___ DATA FOR THIS EXERCISE ___

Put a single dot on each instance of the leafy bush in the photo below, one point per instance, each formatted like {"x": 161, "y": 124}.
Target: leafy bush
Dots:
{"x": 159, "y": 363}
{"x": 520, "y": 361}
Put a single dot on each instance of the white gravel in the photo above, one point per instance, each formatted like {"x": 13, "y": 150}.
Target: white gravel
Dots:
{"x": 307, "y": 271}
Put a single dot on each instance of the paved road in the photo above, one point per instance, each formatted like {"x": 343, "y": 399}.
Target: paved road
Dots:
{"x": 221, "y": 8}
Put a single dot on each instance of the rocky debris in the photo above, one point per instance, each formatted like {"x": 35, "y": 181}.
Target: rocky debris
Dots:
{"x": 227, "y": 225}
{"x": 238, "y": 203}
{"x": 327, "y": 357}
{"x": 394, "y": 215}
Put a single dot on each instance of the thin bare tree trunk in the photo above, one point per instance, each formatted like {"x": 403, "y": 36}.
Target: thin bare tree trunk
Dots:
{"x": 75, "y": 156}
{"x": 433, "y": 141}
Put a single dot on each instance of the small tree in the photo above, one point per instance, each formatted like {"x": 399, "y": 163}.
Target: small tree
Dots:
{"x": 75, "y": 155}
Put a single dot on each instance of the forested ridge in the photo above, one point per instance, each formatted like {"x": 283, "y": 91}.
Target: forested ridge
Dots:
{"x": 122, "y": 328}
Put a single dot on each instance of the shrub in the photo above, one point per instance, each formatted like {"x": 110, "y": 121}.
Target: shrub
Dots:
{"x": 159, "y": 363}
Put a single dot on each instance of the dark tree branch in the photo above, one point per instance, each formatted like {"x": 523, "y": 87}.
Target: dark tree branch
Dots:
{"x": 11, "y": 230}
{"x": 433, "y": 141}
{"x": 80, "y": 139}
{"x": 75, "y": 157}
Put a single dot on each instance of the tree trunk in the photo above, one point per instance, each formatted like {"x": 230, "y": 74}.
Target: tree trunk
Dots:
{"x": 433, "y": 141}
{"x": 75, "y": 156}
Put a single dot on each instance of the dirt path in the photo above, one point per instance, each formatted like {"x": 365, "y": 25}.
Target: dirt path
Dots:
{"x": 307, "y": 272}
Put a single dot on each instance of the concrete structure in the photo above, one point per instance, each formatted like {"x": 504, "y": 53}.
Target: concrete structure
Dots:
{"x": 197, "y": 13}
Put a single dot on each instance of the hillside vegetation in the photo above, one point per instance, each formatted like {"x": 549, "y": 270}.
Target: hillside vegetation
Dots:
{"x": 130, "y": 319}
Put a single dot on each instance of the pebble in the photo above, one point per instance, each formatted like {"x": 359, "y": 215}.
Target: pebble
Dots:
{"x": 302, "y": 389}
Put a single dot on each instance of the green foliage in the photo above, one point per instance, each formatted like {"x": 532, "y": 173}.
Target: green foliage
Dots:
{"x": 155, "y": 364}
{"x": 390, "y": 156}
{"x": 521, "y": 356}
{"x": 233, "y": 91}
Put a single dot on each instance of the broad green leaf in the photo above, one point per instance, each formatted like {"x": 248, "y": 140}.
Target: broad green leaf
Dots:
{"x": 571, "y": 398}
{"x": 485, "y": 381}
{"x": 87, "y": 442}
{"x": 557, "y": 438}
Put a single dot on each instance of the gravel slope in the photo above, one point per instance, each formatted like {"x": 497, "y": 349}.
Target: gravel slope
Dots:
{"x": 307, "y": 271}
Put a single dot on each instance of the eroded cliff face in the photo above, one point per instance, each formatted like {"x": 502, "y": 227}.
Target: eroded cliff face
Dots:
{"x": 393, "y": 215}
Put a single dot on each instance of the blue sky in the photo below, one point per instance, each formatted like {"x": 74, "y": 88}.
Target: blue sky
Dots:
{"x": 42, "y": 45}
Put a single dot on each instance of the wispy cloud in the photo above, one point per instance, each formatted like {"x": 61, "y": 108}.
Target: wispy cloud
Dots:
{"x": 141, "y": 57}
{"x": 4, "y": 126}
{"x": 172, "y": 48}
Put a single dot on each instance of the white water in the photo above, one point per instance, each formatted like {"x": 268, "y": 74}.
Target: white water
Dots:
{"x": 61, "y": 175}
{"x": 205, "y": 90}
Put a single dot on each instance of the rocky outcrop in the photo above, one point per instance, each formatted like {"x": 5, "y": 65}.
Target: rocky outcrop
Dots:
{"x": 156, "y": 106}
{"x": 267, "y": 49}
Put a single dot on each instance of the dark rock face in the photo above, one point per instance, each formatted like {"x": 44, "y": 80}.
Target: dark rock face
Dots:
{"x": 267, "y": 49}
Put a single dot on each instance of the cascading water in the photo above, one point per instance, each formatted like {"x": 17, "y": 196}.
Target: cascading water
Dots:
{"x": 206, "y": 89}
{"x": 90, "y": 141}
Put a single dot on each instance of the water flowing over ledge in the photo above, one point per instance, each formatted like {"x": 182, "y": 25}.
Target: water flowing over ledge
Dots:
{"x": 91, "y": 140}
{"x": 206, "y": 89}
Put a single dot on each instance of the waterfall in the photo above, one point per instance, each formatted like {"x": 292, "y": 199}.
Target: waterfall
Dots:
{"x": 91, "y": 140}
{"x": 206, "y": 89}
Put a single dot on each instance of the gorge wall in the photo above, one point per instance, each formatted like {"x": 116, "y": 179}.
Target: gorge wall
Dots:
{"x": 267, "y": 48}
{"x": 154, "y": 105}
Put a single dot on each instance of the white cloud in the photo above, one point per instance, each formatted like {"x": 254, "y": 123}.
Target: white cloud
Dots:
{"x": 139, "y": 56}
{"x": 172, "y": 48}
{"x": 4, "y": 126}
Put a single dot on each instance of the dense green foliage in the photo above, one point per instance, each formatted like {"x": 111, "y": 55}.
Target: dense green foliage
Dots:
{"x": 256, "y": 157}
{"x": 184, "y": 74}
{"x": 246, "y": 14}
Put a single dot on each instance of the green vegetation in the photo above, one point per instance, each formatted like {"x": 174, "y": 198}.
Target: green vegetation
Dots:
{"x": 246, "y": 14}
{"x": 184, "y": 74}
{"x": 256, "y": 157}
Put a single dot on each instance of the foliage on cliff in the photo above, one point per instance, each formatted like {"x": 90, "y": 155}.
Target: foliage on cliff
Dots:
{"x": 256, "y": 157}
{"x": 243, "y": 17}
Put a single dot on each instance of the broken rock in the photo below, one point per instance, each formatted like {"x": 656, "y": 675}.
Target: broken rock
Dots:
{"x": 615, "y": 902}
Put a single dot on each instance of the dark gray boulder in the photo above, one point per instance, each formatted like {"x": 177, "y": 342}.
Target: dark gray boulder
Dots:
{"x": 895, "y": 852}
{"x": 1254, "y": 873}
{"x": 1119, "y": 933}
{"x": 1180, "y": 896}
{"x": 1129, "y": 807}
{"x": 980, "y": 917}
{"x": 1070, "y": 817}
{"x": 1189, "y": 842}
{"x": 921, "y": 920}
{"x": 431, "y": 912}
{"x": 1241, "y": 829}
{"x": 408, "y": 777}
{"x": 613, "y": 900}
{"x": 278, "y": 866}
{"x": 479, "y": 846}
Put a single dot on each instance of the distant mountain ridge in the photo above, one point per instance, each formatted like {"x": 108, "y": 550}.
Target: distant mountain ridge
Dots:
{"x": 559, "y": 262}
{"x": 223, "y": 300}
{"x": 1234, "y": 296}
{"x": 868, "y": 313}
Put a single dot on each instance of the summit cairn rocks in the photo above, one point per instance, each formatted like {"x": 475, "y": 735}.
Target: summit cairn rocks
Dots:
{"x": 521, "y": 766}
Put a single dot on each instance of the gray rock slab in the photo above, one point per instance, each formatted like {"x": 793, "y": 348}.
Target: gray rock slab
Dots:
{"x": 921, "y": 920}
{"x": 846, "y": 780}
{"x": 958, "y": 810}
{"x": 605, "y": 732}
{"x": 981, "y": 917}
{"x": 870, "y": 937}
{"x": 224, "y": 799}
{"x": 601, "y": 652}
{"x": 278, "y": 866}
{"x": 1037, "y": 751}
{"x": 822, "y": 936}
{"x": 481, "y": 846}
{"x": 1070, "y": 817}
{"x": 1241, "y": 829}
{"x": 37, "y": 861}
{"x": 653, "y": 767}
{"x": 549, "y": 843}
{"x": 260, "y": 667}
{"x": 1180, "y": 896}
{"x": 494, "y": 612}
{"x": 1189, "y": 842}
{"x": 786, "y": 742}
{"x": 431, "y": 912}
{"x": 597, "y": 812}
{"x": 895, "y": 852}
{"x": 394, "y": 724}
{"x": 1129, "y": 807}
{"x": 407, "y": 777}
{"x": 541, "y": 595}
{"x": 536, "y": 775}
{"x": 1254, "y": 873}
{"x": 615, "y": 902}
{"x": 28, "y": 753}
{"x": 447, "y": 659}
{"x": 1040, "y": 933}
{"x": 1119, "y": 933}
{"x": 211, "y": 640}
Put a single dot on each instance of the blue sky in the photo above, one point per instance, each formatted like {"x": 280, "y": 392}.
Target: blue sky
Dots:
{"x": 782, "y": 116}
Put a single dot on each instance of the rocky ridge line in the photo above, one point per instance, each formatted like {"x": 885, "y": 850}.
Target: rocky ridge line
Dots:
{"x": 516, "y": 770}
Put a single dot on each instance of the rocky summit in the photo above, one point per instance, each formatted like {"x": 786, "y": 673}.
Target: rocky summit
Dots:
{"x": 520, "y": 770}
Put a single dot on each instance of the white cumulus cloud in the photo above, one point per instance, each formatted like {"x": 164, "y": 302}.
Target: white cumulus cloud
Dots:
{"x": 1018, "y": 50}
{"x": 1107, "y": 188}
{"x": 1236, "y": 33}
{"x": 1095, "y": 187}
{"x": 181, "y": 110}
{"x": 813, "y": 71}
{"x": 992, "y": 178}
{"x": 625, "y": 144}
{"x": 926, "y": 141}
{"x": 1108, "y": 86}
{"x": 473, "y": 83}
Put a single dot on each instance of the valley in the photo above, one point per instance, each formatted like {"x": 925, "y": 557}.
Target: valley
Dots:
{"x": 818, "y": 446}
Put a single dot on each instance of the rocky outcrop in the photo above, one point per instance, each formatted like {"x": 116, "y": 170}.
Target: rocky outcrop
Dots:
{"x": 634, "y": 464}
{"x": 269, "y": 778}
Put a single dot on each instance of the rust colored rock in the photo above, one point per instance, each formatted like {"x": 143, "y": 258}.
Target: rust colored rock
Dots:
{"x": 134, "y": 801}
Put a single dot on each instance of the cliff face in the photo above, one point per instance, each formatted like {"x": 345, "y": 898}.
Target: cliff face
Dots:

___

→ **REQUIRED WORK**
Everything from the line containing "Put a single dot on each instance of the rust" to the last line of the entries above should be quoted exactly, and only that.

→ **EXERCISE ANSWER**
Put a single dot on each instance of the rust colored rock in the photo above, one point per instance, each formatted like {"x": 143, "y": 258}.
Target: rust colored rock
Dots:
{"x": 134, "y": 801}
Put a single dot on each instance of the cliff face in the photo above, one point per instance, each formatted like {"x": 345, "y": 898}.
Target: cliff face
Dots:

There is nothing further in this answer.